**SUPPLIED TEXT**
● ● ● ●

Household choices regarding the purchase of a home are mainly conditioned by the economic possibilities related to future expectations of income and employment, as well as the difficulties in accessing credit. Concerning the latter factor, despite the fact that the purchasing power of demand has risen+ in recent years--due to a reduction in property values that was greater than the erosion of average income--the real accessibility of the market was undermined by the progressive reduction of credit support.

In only two years, the share of brokered housing transactions supported by mortgages has dropped from 66,3% in 2011 to 47,5% in 2013, as did the loan to value rate, reaching an average of 60%, confirming the fact that real estate investment today still remains contingent on household possibilities for self-financing.

The analysis shows that the determining factor in the collapse of transaction activities was not so much a conscious choice of the demand to defer purchases, pending a cyclical improvement, as was the decision of the credit system to radically review its willingness to accept bets on future earning capacities. The transition from pro-cyclical excesses to an exasperating selectivity has ended up having devastating consequences for the real estate sector.

With the revision of the credit policies implemented by some institutions toward the end of the first half of 2013, an element of substantial change with respect to the recent past has been introduced which can ease the selective approach to the potential demand and, consequently, guarantee a minimum boost to the market. The abandonment of the closure strategy, only apparently self-protective, seems to be the only effective safeguard that is available to the banking system to facilitate a process of disposal that would be otherwise almost impossible to achieve. The continual expansion, still ongoing, of the group of non-performing loans is, in this context, an element of further complexity and, at the same time, a stimulus for immediate action.

● ● ● ●

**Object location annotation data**
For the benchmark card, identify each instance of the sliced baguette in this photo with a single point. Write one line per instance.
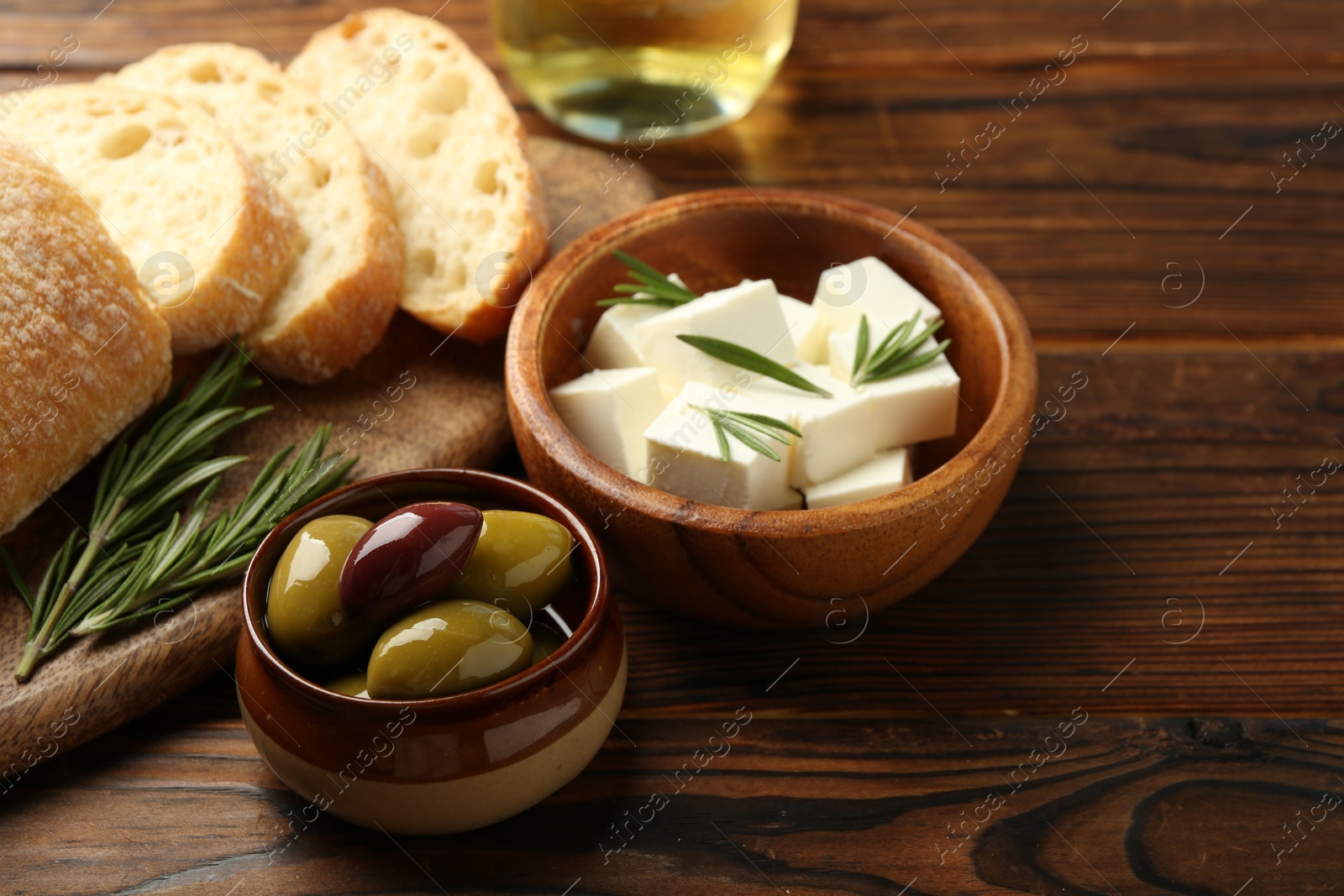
(347, 282)
(82, 352)
(167, 179)
(450, 145)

● ● ● ●

**EXERCISE INSTRUCTIONS**
Write out the part of the housing credit passage starting with "With the revision" and going on through "for immediate action.".

**REPLY TO THE EXERCISE**
With the revision of the credit policies implemented by some institutions toward the end of the first half of 2013, an element of substantial change with respect to the recent past has been introduced which can ease the selective approach to the potential demand and, consequently, guarantee a minimum boost to the market. The abandonment of the closure strategy, only apparently self-protective, seems to be the only effective safeguard that is available to the banking system to facilitate a process of disposal that would be otherwise almost impossible to achieve. The continual expansion, still ongoing, of the group of non-performing loans is, in this context, an element of further complexity and, at the same time, a stimulus for immediate action.